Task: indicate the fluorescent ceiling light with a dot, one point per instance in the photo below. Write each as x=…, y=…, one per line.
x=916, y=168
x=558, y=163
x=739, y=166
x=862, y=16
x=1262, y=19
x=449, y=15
■ ■ ■
» **What you need to do**
Retype every entry above, word for word.

» **Task response**
Task: indicate the fluorescent ceiling light with a dot, one point per instance in the photo below. Write each as x=…, y=…, one per line.
x=916, y=168
x=558, y=163
x=739, y=166
x=862, y=16
x=1262, y=19
x=449, y=15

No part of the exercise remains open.